◆ EXERCISE
Lay out every line of the data below as a numbered list, skipping any blank lines. Leave the pictures out of your answer.

[Items stored from a collection]
_ _ _ _ _ _ _
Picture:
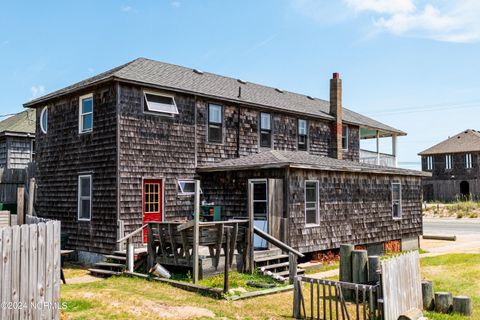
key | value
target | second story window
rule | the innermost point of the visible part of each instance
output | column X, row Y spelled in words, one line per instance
column 468, row 161
column 265, row 130
column 44, row 120
column 344, row 137
column 429, row 163
column 302, row 135
column 85, row 121
column 215, row 123
column 448, row 161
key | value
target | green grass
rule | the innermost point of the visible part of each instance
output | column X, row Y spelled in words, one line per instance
column 455, row 273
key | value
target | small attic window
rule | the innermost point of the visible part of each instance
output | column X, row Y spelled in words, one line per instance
column 160, row 103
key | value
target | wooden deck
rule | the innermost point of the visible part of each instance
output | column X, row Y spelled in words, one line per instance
column 171, row 243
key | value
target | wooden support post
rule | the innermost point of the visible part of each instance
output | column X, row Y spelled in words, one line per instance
column 292, row 267
column 31, row 194
column 373, row 266
column 427, row 295
column 20, row 205
column 359, row 266
column 196, row 231
column 227, row 255
column 443, row 302
column 130, row 255
column 462, row 305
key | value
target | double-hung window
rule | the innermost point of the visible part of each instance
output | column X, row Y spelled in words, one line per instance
column 85, row 197
column 396, row 200
column 311, row 203
column 265, row 130
column 429, row 163
column 468, row 161
column 302, row 134
column 215, row 123
column 448, row 161
column 344, row 137
column 85, row 121
column 160, row 103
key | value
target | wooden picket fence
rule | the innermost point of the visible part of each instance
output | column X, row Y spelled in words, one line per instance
column 401, row 284
column 30, row 271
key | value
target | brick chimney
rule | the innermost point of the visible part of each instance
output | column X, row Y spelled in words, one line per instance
column 336, row 112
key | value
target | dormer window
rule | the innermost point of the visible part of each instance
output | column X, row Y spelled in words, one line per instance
column 302, row 134
column 160, row 103
column 85, row 121
column 265, row 130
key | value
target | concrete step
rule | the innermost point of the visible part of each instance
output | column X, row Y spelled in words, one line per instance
column 103, row 272
column 109, row 265
column 270, row 258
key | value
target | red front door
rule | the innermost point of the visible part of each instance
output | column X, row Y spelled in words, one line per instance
column 152, row 202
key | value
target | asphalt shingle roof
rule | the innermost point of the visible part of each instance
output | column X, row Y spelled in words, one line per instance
column 22, row 122
column 168, row 76
column 301, row 159
column 465, row 141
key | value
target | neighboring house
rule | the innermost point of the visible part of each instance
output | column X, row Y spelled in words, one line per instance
column 124, row 147
column 454, row 164
column 17, row 140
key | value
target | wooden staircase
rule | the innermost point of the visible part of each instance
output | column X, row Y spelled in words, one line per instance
column 115, row 263
column 275, row 261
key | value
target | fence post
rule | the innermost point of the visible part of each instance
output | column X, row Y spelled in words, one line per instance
column 296, row 298
column 292, row 267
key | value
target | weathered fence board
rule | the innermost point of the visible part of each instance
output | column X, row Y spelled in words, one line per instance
column 30, row 271
column 401, row 284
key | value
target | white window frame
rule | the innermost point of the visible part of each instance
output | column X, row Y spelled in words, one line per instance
column 81, row 115
column 80, row 198
column 346, row 137
column 42, row 114
column 317, row 204
column 429, row 163
column 161, row 94
column 468, row 161
column 448, row 162
column 182, row 192
column 399, row 201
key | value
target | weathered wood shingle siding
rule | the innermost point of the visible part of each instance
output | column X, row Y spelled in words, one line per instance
column 62, row 154
column 19, row 152
column 444, row 185
column 354, row 208
column 154, row 146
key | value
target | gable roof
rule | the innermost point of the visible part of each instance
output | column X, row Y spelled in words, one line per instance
column 20, row 123
column 303, row 160
column 176, row 78
column 465, row 141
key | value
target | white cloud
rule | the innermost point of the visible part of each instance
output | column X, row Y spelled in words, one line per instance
column 37, row 91
column 125, row 8
column 381, row 6
column 443, row 20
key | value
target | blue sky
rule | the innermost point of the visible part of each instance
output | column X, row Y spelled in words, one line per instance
column 411, row 64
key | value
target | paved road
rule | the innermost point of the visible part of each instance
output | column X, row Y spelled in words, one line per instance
column 451, row 226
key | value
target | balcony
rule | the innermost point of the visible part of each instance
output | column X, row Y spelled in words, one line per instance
column 382, row 159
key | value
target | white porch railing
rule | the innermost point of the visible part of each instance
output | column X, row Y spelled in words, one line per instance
column 382, row 159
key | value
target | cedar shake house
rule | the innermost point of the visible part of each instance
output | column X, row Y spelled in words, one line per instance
column 454, row 164
column 123, row 148
column 17, row 140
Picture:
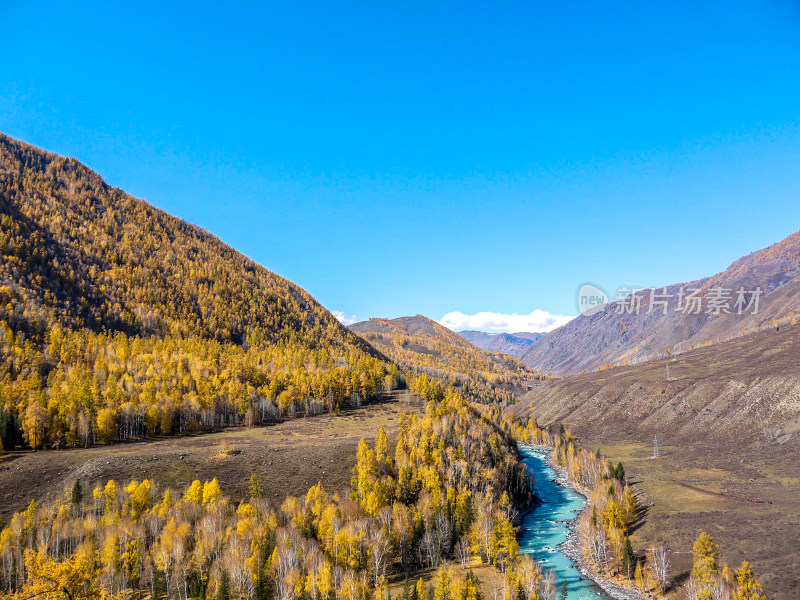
_ _ _ _ _ _ _
◆ CORRECT ANSWER
1. Picture:
2. key | value
3. target | second story window
4. rule | the innermost point of the visible part of each instance
5. output | column X, row Y spelled in words, one line per instance
6. column 468, row 161
7. column 265, row 130
8. column 44, row 120
9. column 344, row 137
10. column 429, row 163
11. column 302, row 135
12. column 85, row 121
13. column 215, row 123
14. column 448, row 161
15. key | value
16. target | green grass
17. rule | the innermost point of the visible part of each instance
18. output | column X, row Y spelled in words, one line per instance
19. column 455, row 273
20. key | value
21. target | small attic window
22. rule | the innermost point of the visible part of each instance
23. output | column X, row Y spelled in words, one line per instance
24. column 160, row 103
25. key | value
26. target | wooden deck
27. rule | the innermost point of the visible part of each instance
28. output | column X, row Y spelled in words, one line per instance
29. column 171, row 243
30. key | value
31. target | wooden support post
32. rule | the innermost point of the visible part of each instance
33. output | column X, row Y spelled in words, one line per instance
34. column 292, row 267
35. column 31, row 194
36. column 373, row 266
37. column 427, row 295
38. column 20, row 205
39. column 359, row 266
40. column 196, row 231
41. column 227, row 255
42. column 443, row 302
43. column 130, row 255
44. column 462, row 305
45. key | value
46. target | double-hung window
47. rule | the innermost point of the visible part of each instance
48. output | column X, row Y spelled in words, one line per instance
49. column 85, row 197
50. column 396, row 200
51. column 311, row 203
52. column 265, row 130
53. column 429, row 163
54. column 468, row 161
55. column 302, row 134
56. column 215, row 123
57. column 448, row 161
58. column 344, row 137
59. column 85, row 121
60. column 160, row 103
61. key | value
62. target | wooden picket fence
63. rule | the innermost point of the visible part of each instance
64. output | column X, row Y spelled in words, one line per instance
65. column 401, row 284
66. column 30, row 271
67. key | value
68. target | brick chimney
69. rule | the innermost point of the visible part of each instance
70. output | column X, row Y spelled in words, one line per instance
71. column 336, row 112
72. key | value
73. target | dormer window
74. rule | the innermost point of the visible part of each instance
75. output | column X, row Y spelled in words, one line per instance
76. column 302, row 134
77. column 160, row 103
78. column 85, row 121
79. column 265, row 130
80. key | value
81. target | concrete step
82. rule | the innermost point of the visible part of each instance
83. output | column X, row Y spelled in words, one line per instance
84. column 103, row 272
85. column 109, row 265
86. column 270, row 258
87. key | value
88. target | red front door
89. rule | the innermost point of the visible part of each instance
90. output | column X, row Y spelled in words, one line per instance
91. column 152, row 202
92. key | value
93. target | asphalt shingle roof
94. rule | the innermost point of the visible part of each instance
95. output | column X, row Y spelled in words, one line per instance
96. column 22, row 122
97. column 168, row 76
98. column 301, row 159
99. column 465, row 141
100. key | value
101. target | neighboring house
102. rule | the innermost point of the visible part of each instance
103. output | column X, row Y spelled in words, one line per instance
104. column 124, row 147
105. column 454, row 164
106. column 17, row 140
107. key | value
108. target | wooden staircase
109. rule | the innermost point of the visible part of each instance
110. output | column X, row Y spelled in words, one line per instance
111. column 115, row 263
112. column 275, row 261
113. key | value
114. target | fence post
115. rule | the innermost point of the visible part of each instance
116. output | column X, row Y spelled in words, one line per instance
117. column 296, row 298
118. column 292, row 267
119. key | value
120. target | weathered fence board
121. rule | the innermost point of the visible part of each instance
122. output | column X, row Y spelled in words, one line per instance
123. column 30, row 271
124. column 401, row 284
125. key | value
126. target | white window frame
127. rule | the innermost point of the visible part of each instance
128. output | column X, row Y spelled in words, one line per instance
129. column 81, row 115
130. column 80, row 198
131. column 346, row 137
132. column 42, row 114
133. column 317, row 204
134. column 429, row 163
135. column 161, row 94
136. column 468, row 161
137. column 448, row 162
138. column 182, row 192
139. column 399, row 201
140. key | value
141. target | weathered wood shingle siding
142. rule | the innermost point of the visible part of each instance
143. output | column X, row Y spelled in words, one line per instance
144. column 62, row 154
145. column 19, row 152
146. column 444, row 185
147. column 354, row 208
148. column 154, row 146
149. key | value
150. target | gable roof
151. rule | the innermost point of the visible part of each instance
152. output | column X, row Y spelled in words, one line per instance
153. column 20, row 123
154. column 303, row 160
155. column 176, row 78
156. column 465, row 141
157. key | value
158. target | white cloud
159. rule | the innermost point of the visible part of each instance
160. output | column X, row Y spelled in words, one line per instance
161. column 37, row 91
162. column 125, row 8
163. column 381, row 6
164. column 443, row 20
165. key | value
166. target | blue sky
167. rule | the innermost point of the visible part of each instance
168. output | column X, row Y spelled in words, one line per instance
169. column 411, row 64
170. key | value
171. target | paved road
172. rule | the innermost point of the visible part of each instance
173. output | column X, row Y spelled in words, one line per instance
174. column 451, row 226
175. key | value
176. target | balcony
177. rule | the innermost point of the visible part of each instance
178. output | column X, row Y spelled in words, one line per instance
179. column 382, row 159
180. key | value
181. target | white porch railing
182. rule | the innermost point of the visible part of each instance
183. output | column X, row Y spelled in words, one line per instance
184. column 382, row 159
185. key | value
186. target | cedar shake house
187. rule | the innermost point of the visible part of each instance
188. output | column X, row Y spelled in words, one line per instance
189. column 454, row 164
190. column 123, row 148
191. column 17, row 140
192. Picture:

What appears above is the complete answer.